■ **EXERCISE DIRECTIONS**:
List every person named in the mailing-list reply below.

■ **TEXT EXCERPT**:

--- BEGIN ---

Re: [PATCH v4 2/3] mm: swap: mTHP allocate swap entries from nonfull list
From: Chris Li
Date: Fri Jul 26 2024 - 00:51:15 EST
On Thu, Jul 25, 2024 at 7:07 PM Huang, Ying <ying.huang@xxxxxxxxx> wrote:
> > If the freeing of swap entry is random distribution. You need 16
> > continuous swap entries free at the same time at aligned 16 base
> > locations. The total number of order 4 free swap space add up together
> > is much lower than the order 0 allocatable swap space.
> > If having one entry free is 50% probability(swapfile half full), then
> > having 16 swap entries is continually free is (0.5) EXP 16 = 1.5 E-5.
> > If the swapfile is 80% full, that number drops to 6.5 E -12.
>
> This depends on workloads. Quite some workloads will show some degree
> of spatial locality. For a workload with no spatial locality at all as
> above, mTHP may be not a good choice at the first place.
The fragmentation comes from the order 0 entry not from the mTHP. mTHP
have their own valid usage case, and should be separate from how you
use the order 0 entry. That is why I consider this kind of strategy
only works on the lucky case. I would much prefer the strategy that
can guarantee work not depend on luck.
> >> - Order-4 pages need to be swapped out, but no enough order-4 non-full
> >> clusters available.
> >
> > Exactly.
> >
> >>
> >> So, we need a way to migrate non-full clusters among orders to adjust to
> >> the various situations automatically.
> >
> > There is no easy way to migrate swap entries to different locations.
> > That is why I like to have discontiguous swap entries allocation for
> > mTHP.
>
> We suggest to migrate non-full swap clsuters among different lists, not
> swap entries.
Then you have the down side of reducing the number of total high order
clusters. By chance it is much easier to fragment the cluster than
anti-fragment a cluster. The orders of clusters have a natural
tendency to move down rather than move up, given long enough time of
random access. It will likely run out of high order clusters in the
long run if we don't have any separation of orders.
> >> But yes, data is needed for any performance related change.
>
> BTW: I think non-full cluster isn't a good name. Partial cluster is
> much better and follows the same convention as partial slab.
I am not opposed to it. The only reason I hold off on the rename is
because there are patches from Kairui I am testing depending on it.
Let's finish up the V5 patch with the swap cache reclaim code path
then do the renaming as one batch job. We actually have more than one
list that has the clusters partially full. It helps reduce the repeat
scan of the cluster that is not full but also not able to allocate
swap entries for this order. Just the name of one of them as
"partial" is not precise either. Because the other lists are also
partially full. We'd better give them precise meaning systematically.
Chris

--- END ---

■ **EXTRACTED DATA**:
--- BEGIN ---

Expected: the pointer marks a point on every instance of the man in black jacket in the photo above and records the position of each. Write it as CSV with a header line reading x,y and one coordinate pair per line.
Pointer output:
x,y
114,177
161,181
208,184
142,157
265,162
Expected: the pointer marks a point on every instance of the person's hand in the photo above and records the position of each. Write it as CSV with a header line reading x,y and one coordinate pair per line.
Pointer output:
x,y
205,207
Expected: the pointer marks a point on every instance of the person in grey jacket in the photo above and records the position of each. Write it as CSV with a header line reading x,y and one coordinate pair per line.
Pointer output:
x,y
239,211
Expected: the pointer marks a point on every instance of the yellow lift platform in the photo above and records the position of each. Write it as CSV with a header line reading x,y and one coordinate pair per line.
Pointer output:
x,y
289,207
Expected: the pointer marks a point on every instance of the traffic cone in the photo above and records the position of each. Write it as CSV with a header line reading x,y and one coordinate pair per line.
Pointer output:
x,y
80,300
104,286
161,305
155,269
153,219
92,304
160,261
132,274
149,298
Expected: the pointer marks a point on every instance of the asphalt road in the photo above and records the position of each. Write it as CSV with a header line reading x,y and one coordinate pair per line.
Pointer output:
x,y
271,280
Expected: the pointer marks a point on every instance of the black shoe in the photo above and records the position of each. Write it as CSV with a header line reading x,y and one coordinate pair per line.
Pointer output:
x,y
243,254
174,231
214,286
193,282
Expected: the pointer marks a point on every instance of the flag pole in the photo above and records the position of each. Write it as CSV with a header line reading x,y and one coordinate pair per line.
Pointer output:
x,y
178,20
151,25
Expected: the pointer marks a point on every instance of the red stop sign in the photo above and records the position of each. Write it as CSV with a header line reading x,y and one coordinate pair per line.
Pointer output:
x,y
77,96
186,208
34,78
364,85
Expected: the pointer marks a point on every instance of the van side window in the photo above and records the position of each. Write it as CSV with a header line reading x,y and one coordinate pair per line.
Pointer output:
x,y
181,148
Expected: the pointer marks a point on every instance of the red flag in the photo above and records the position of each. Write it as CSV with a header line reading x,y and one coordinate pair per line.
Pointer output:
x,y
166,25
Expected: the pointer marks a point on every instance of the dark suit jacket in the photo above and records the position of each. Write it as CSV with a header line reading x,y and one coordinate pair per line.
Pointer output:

--- END ---

■ **EXERCISE ANSWER**:
Chris Li; Huang, Ying; Kairui